| Dokumentabschnitt |
┄┄┄┄┄┄┄┄┄┄┄┄┄┄┄┄┄┄┄┄

Ich brauche ca, 5-10 Miuten zum Vereinsgewässer, mein Ort liegt zwisen 2 Seen und seitlich geht es zum Fluss.
gruss knobbes


----------



## congermichi (20. April 2004)

*AW: Wie lange dauert Eure Anfahrt zu Eurem Haupt-Angel-Gewässer?*

19 h bis bergen (schärenkette)

gruß micha


----------



## matasilur (20. April 2004)

*AW: Wie lange dauert Eure Anfahrt zu Eurem Haupt-Angel-Gewässer?*

Moin,


ist verschieden. Mal an der Duisburger Platte, mal am Rhein in Du-Orsoy ( 30 Min ), es kann aber auch eine Talsperre im Sauerland oder in Hessen sein


----------



## Zanderseb (21. April 2004)

*AW: Wie lange dauert Eure Anfahrt zu Eurem Haupt-Angel-Gewässer?*

Unter 120 minuten Fahrt Geht bei mir nichts ,wenn es sich um das Gewässer handelt an dem ich am meisten Angle
Bei mir in der Nähe kann ich höchstens mal nen kleinen Karpfen ärgern,aber nur wenn frisch gesetzt wurde(Die Fische sind sonst nach 14 Tagen alle):c


----------



## Caprifischer (21. April 2004)

*AW: Wie lange dauert Eure Anfahrt zu Eurem Haupt-Angel-Gewässer?*

joa ich schätz mal so mitm auto 1 minute und mitm bike 3 min und zu fuß 10 min 
das mein standard gewässer (mözener see)

zu unserm dorfbach brauch ich ca genauso lange^^
und zu allen andren gewässern brauch ich länger, weil die weiter weg sind *g*


----------



## Brassenkönig (22. April 2004)

*AW: Wie lange dauert Eure Anfahrt zu Eurem Haupt-Angel-Gewässer?*

Hallo Boardies,
mein Hauptangelgewässer ist der Giselaukanal. Da man mit dem Auto etwa 90-120 min. fahren muss, kann ich nur am Wochenende dort mit meinem Vater angeln. Wenn ich mal mitten in der Woche angeln gehe, gehe ich zum Isebekkanal. Zu Fuß bin ich in etwa 5 min. da.


----------



## KaulBarschKing (22. April 2004)

*AW: Wie lange dauert Eure Anfahrt zu Eurem Haupt-Angel-Gewässer?*

Für nen Spontanen Ausflug an die Spree so 5 Minuten, ansonsten für intensiveres angeln dann doch ca. 45 minuten.

mfg. Nico / Kauli


----------



## Achim_68 (22. April 2004)

*AW: Wie lange dauert Eure Anfahrt zu Eurem Haupt-Angel-Gewässer?*

10 Minuten zu Fuss bis zum Rhein  und 10-15 Minuten mit dem Auto bis zum Angelsee


----------



## Mikesch (22. April 2004)

┄┄┄┄┄┄┄┄┄┄┄┄┄┄┄┄┄┄┄┄

| Arbeitsanweisungen |
**A)** Beantworten Sie anhand des Forenauszugs über Anfahrtszeiten zu Angelgewässern die folgenden Fragen:
(i) Welches Gewässer nennt Brassenkönig als sein Hauptangelgewässer?
(ii) Wie lange braucht Achim_68 zu Fuß bis zum Rhein?
(iii) Wie lange fährt KaulBarschKing für intensiveres Angeln?
**B)** Geben Sie die Fortsetzung des Forenauszugs über Anfahrtszeiten zu Angelgewässern an, beginnend nach dessen letztem Beitragskopf.

| Angezeigte Daten |
┄┄┄┄┄┄┄┄┄┄┄┄┄┄┄┄┄┄┄┄

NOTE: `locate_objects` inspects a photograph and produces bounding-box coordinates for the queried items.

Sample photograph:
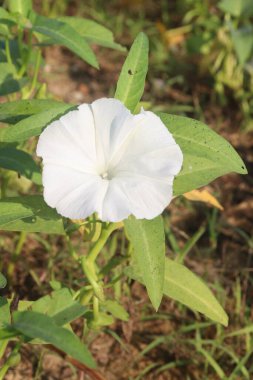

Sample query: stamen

[101,172,108,179]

┄┄┄┄┄┄┄┄┄┄┄┄┄┄┄┄┄┄┄┄

| Lösungen je Aufgabe |
**A)**
(i) Den Giselaukanal.
(ii) 10 Minuten.
(iii) Ca. 45 Minuten.

**B)**
*AW: Wie lange dauert Eure Anfahrt zu Eurem Haupt-Angel-Gewässer?*

Zwischen 15 u. 20 Minuten mit dem Auto + 5 - 15 Minuten zu Fuß, je nach Stelle.
Vielleicht auch noch ein paar km am od. im Wasser entlang.

Andere Gewässer zwischen 15 und 90 Minuten + 5 bis 90 Minuten Fußweg.


----------



## altersalat (23. April 2004)

*AW: Wie lange dauert Eure Anfahrt zu Eurem Haupt-Angel-Gewässer?*

Meine 7 Stunden Anfahrt sind leider nich in der Umfrage erfasst.


----------



## spinnracer (23. April 2004)

*AW: Wie lange dauert Eure Anfahrt zu Eurem Haupt-Angel-Gewässer?*

Von zehn Minuten bis zu einer Stunde.


----------



## marc77 (23. April 2004)

*AW: Wie lange dauert Eure Anfahrt zu Eurem Haupt-Angel-Gewässer?*

Hi Leute

brauche 5 Min zu Fuß bis zu meiner liebsten Stelle am Fluß. Zu den Vereinsseen brauch ich max. 10Min mit dem Auto. Am liebsten wär mir mal die Ostsee, da brauch ich aber zwischen 8 und 10 Stunden.


----------



## Fischbox (24. April 2004)

*AW: Wie lange dauert Eure Anfahrt zu Eurem Haupt-Angel-Gewässer?*

Moin#h
Bis zu den Vereinsgewässern sind es bei mir nur max. 20 Minuten, aber bis zu meinem Hausgewässer dem baltischen Meer muß ich schon ca. 140 - 180 Minuten fahren :c . Aber was tut man nicht alles...    :z


----------



## ThomasRö (21. Mai 2004)

*AW: Wie lange dauert Eure Anfahrt zu Eurem Haupt-Angel-Gewässer?*

Ich wohne aufm Berg, ich brauche bis zum Gewässer 2 min und zurück 20 min. Andersrum wäre es mir lieber!!!


----------



## Counter-Striker (25. November 2004)

*AW: Wie lange dauert Eure Anfahrt zu Eurem Haupt-Angel-Gewässer?*

Die Elbe ist nur 5 minuten von hier entfernt , richtig schön finde ich das , aber dafür sind die guten Karpfen und Schleinteiche weiter entfernt ..........


----------



## Timmy (25. November 2004)

*AW: Wie lange dauert Eure Anfahrt zu Eurem Haupt-Angel-Gewässer?*

Glaube,ich bin die"ärmste Sau" hier.:c:c

 Hauptgewässerukavikbuchten(Schweden)
 Wohnort:Nürnberg

 Fahrzeit:11-15 Stunden:c:c:c:c:c:c:c:c:c:c:c


----------



## Affe (25. November 2004)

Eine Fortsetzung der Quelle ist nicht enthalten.